Document section:

The majority of the coal reserves in Tanzania exist along the Songea Karoo belt in Southern Tanzania. Coal fields exist in three regions of the country in Rukwa, Mbeya and the largest in Njombe.

The country has total coal reserves of around 1.9bn tonnes with 0.4 billion tonnes of proven reserves. With recent geological exploration, the authorities believe there is a potential of 5 billion tonnes of potential reserves.

The largest reserves are currently found in Mchuchuma, where there are reserves of over 400 million tonnes.

== Operational mines ==
Currently there are only two small scale operations that are extracting coal.

=== Kiwira Coal Mine ===
The Kiwira coal mine is a small coal mine operational in the new region of Songwe with an annual installed capacity of 150,000 tonnes. The Kiwira Coal & Power Company owns the licence to mine at the Ivogo Ridge. The company is wholly owned by the State Mining Corporation that is 100% owned by the Government of Tanzania.

=== Ngaka Coal Mine ===
The Ngaka coal mine in Ruvuma Region is operated under the banner of Tancoal Energy which is a joint venture between Intra Energy Tanzania limited and the state owned National Development Corporation (NDC). The Ngaka coal mine is currently the largest operational mine in the country and is selling an upwards of 250,000 tonnes of unwashed coal annually. There have reports about health impact of coal mining to neighbouring residents in Ruanda Ward.

==Misinformation on Coal in Tanzania==
There has been misinformation about coal in Tanzania on social media that claims there is an increase demand of Tanzania coal green energy policies in Europe.

==Export==
Tanzania has exported coal to different countries including China, Kenya, Netherlands, India, Senegal, Egypt, Europe, Amsterdam, Ghana and Ivory Coast.

Actions to take:
(a) In the passage on coal in Tanzania above, what is the annual installed capacity of the Kiwira coal mine?
(b) Please report each line from the rows below that contains the string "tire".

Given information:
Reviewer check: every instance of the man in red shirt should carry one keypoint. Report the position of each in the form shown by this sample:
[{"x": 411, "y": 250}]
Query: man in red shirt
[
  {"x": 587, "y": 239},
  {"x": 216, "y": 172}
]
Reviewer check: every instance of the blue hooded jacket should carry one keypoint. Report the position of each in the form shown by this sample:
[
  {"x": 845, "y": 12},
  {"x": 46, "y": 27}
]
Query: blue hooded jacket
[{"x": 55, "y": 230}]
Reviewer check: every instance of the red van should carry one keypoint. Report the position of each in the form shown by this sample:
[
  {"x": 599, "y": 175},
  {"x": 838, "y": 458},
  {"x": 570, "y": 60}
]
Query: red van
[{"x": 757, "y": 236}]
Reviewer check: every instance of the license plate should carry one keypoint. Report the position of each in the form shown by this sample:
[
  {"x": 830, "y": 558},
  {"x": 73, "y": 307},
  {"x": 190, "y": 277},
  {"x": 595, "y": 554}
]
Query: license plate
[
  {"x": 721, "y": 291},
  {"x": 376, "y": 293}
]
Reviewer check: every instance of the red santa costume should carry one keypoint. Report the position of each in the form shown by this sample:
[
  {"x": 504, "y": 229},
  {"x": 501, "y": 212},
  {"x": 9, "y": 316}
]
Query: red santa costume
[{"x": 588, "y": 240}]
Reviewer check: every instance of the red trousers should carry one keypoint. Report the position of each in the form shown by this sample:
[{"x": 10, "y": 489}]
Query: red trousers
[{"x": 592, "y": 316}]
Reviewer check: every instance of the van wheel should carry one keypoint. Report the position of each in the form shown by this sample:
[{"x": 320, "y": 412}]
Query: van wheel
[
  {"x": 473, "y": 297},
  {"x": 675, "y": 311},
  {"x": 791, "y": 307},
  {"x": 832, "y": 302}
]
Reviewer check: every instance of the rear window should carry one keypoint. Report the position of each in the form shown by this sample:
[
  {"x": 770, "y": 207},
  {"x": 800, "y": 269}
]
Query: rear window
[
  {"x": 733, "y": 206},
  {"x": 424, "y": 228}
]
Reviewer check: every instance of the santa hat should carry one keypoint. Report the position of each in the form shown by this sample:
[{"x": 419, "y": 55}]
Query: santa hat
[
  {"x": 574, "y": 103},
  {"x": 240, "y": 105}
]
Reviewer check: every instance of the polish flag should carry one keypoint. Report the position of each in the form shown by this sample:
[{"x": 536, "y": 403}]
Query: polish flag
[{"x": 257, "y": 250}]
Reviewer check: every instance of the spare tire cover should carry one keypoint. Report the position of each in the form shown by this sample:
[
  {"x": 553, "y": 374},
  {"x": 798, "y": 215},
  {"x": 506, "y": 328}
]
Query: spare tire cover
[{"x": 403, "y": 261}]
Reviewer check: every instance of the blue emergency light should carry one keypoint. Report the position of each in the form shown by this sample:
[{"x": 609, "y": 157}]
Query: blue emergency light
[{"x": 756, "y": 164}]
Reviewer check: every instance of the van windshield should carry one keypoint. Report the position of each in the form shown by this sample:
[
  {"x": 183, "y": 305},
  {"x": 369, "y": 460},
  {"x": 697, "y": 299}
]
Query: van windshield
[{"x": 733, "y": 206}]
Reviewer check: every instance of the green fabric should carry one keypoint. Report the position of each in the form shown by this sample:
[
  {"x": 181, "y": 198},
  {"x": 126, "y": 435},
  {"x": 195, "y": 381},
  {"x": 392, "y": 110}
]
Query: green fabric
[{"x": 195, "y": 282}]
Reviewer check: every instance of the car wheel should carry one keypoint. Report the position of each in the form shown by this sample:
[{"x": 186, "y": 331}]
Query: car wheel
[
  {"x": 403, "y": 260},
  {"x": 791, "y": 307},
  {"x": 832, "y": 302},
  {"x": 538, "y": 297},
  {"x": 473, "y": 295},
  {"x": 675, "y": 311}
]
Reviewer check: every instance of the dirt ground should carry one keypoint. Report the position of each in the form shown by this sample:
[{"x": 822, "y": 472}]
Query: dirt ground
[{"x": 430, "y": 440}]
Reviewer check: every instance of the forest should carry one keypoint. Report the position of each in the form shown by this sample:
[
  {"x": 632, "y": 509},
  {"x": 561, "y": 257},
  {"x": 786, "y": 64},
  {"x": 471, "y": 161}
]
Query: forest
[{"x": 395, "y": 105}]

Solutions to each task:
(a) 150,000 tonnes

(b)
Reviewer check: every instance of the spare tire cover should carry one keypoint. Report the position of each in the form shown by this sample:
Query: spare tire cover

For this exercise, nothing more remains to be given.